Work instructions -
Retype every line below precisely as it appears.

Input -
○ ○ ○ ○

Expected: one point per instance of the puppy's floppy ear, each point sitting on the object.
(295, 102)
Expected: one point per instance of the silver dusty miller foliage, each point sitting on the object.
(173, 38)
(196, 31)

○ ○ ○ ○

Output of the exercise -
Expected: one point per instance of the puppy's floppy ear, each point sitting on the object.
(295, 102)
Expected: one point per instance of the silver dusty miller foliage, each point sitting on the object.
(173, 38)
(196, 31)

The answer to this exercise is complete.